■ Given task ■
Print every one of the entries below verbatim, line by line, with no changes.

■ Given records ■
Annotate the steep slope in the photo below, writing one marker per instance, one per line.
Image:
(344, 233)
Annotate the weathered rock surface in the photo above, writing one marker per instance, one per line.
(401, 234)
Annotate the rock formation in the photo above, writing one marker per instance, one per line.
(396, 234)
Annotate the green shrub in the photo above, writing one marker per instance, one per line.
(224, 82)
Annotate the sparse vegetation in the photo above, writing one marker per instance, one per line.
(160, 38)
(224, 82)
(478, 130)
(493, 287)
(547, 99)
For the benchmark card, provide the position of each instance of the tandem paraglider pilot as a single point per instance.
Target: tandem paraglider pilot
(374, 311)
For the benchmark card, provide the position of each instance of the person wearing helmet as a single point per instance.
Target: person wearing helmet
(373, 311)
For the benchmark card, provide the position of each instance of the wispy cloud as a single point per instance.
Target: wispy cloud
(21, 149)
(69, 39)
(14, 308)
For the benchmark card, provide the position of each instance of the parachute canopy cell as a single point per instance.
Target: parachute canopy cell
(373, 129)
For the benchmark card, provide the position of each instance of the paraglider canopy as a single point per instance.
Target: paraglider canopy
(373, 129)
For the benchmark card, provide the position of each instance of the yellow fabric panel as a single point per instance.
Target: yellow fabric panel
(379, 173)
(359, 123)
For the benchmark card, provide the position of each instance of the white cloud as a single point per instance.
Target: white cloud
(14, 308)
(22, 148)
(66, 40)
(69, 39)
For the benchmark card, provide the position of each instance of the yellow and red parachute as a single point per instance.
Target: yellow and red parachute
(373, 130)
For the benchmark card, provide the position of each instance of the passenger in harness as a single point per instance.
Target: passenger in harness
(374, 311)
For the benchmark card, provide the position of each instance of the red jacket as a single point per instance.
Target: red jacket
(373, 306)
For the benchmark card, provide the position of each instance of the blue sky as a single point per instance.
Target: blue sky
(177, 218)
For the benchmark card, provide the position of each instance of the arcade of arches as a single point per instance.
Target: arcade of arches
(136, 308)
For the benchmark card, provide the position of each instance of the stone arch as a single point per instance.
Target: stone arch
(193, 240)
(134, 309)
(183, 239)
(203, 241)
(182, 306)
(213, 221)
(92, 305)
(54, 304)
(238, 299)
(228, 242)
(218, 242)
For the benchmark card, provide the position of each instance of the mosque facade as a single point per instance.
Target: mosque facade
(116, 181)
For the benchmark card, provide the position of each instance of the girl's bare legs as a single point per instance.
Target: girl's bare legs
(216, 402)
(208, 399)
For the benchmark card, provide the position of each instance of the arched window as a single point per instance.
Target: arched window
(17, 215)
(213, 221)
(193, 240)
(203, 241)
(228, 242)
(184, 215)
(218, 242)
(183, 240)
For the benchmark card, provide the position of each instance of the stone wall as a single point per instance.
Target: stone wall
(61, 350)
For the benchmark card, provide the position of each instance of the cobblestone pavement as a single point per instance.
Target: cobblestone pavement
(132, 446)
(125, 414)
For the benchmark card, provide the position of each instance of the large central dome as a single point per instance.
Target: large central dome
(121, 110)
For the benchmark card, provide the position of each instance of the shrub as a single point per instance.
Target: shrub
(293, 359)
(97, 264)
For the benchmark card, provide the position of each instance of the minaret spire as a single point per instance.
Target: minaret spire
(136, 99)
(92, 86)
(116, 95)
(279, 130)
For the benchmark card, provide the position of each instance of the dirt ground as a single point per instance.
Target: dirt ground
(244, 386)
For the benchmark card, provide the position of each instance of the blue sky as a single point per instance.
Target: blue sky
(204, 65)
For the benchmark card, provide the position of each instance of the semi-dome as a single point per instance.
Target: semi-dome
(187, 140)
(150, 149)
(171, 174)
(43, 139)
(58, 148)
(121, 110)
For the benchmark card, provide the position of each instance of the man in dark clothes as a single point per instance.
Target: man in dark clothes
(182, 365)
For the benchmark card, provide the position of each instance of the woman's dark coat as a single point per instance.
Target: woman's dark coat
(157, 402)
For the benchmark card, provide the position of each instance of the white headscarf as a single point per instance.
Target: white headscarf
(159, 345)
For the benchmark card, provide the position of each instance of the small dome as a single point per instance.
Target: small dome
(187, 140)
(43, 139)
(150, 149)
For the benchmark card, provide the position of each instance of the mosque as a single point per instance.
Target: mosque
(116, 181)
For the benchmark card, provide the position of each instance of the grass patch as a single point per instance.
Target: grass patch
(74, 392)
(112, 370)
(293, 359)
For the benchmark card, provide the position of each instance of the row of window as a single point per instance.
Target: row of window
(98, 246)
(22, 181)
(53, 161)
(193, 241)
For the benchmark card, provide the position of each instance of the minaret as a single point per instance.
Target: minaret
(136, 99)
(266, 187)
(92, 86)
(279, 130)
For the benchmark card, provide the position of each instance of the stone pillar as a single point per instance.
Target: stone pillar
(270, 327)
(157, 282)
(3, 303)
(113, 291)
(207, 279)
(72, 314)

■ Finished exercise ■
Annotate the steep slope in the photo below, writing one marker per instance, one per line.
Image:
(344, 233)
Annotate the weathered rock surface in the photo above, writing one marker per instance, one per line.
(401, 234)
Annotate the rock formation in the photo above, writing one marker per instance, one per line.
(396, 234)
Annotate the green shrub in the photo above, writing one marker per instance, one per line.
(224, 82)
Annotate the sparse vegetation in the photo above, writing one marker per instance, one per line.
(160, 38)
(224, 82)
(478, 130)
(493, 287)
(547, 99)
For the benchmark card, provide the position of each instance of the tandem paraglider pilot as a single point per instance.
Target: tandem paraglider pilot
(374, 311)
For the benchmark card, provide the position of each instance of the person wearing helmet as a single point per instance.
Target: person wearing helmet
(373, 311)
For the benchmark card, provide the position of each instance of the wispy cloud as a single point per instance.
Target: wispy cloud
(21, 149)
(69, 39)
(14, 308)
For the benchmark card, provide the position of each instance of the parachute canopy cell as a single point per instance.
Target: parachute canopy cell
(373, 129)
For the benchmark card, provide the position of each instance of the paraglider canopy as a single point per instance.
Target: paraglider canopy
(373, 129)
For the benchmark card, provide the position of each instance of the yellow fabric panel as a single point per instance.
Target: yellow fabric panel
(379, 173)
(359, 123)
For the benchmark card, provide the position of each instance of the white cloud as a single point per instance.
Target: white cloud
(14, 308)
(22, 148)
(66, 40)
(69, 39)
For the benchmark card, provide the position of each instance of the yellow and red parachute as a single point per instance.
Target: yellow and red parachute
(373, 130)
For the benchmark card, provide the position of each instance of the passenger in harness as a single point per instance.
Target: passenger in harness
(374, 311)
For the benchmark card, provide the position of each instance of the red jacket as a single point per instance.
Target: red jacket
(373, 306)
For the benchmark card, provide the position of each instance of the blue sky as a single point per instance.
Target: blue sky
(177, 218)
For the benchmark card, provide the position of each instance of the arcade of arches as a single point per instance.
Target: arcade of arches
(136, 308)
For the benchmark card, provide the position of each instance of the stone arch as a single point per instance.
Target: stone arch
(193, 240)
(134, 309)
(183, 239)
(203, 241)
(182, 306)
(213, 221)
(92, 305)
(54, 304)
(238, 299)
(228, 242)
(218, 242)
For the benchmark card, provide the position of each instance of the mosque facade as a single point per instance.
Target: mosque facade
(116, 181)
For the benchmark card, provide the position of each instance of the girl's bare legs as a single point per instance.
Target: girl's bare legs
(216, 402)
(208, 399)
For the benchmark card, provide the position of each instance of the arched window as a single point per instance.
Target: arched window
(17, 215)
(213, 221)
(193, 240)
(203, 241)
(228, 242)
(184, 215)
(218, 242)
(183, 240)
For the benchmark card, provide the position of each instance of the stone wall as a single point per instance.
Target: stone wall
(61, 350)
For the benchmark card, provide the position of each instance of the cobblestone pavement as a single point per instance.
Target: cobblestone pavement
(132, 446)
(125, 414)
For the benchmark card, provide the position of each instance of the large central dome as a single point per instance.
Target: large central dome
(121, 110)
For the benchmark card, provide the position of each instance of the shrub as a single point per instance.
Target: shrub
(293, 359)
(97, 264)
For the benchmark card, provide the position of each instance of the minaret spire as a single point per instance.
Target: minaret spire
(136, 99)
(92, 86)
(116, 95)
(279, 130)
For the benchmark card, provide the position of each instance of the dirt ground as a single point per instance.
Target: dirt ground
(244, 386)
For the benchmark card, provide the position of each instance of the blue sky as a single point per instance.
Target: blue sky
(204, 65)
For the benchmark card, provide the position of each instance of the semi-dome as a single point per instance.
Target: semi-dome
(187, 140)
(150, 149)
(171, 174)
(43, 139)
(58, 148)
(121, 110)
For the benchmark card, provide the position of each instance of the man in dark clothes as a single point per instance.
Target: man in dark clothes
(182, 365)
For the benchmark card, provide the position of each instance of the woman's dark coat as a single point per instance.
Target: woman's dark coat
(157, 402)
For the benchmark card, provide the position of each instance of the white headscarf as a single point per instance.
Target: white headscarf
(159, 345)
For the benchmark card, provide the position of each instance of the small dome as a single point per instance.
Target: small dome
(187, 140)
(43, 139)
(150, 149)
For the benchmark card, provide the position of each instance of the mosque as a single point per instance.
Target: mosque
(116, 181)
For the benchmark card, provide the position of each instance of the grass patch as a single point per instance.
Target: grass patch
(74, 392)
(112, 370)
(293, 359)
For the benchmark card, provide the position of each instance of the row of window as a single point per instance.
Target: row of window
(98, 246)
(22, 181)
(53, 161)
(193, 241)
For the benchmark card, provide the position of each instance of the minaret as a single point per instance.
Target: minaret
(136, 99)
(266, 187)
(92, 86)
(279, 130)
For the benchmark card, provide the position of each instance of the stone pillar as a single point per instance.
Target: stone pillar
(270, 327)
(157, 282)
(3, 303)
(113, 291)
(207, 279)
(72, 314)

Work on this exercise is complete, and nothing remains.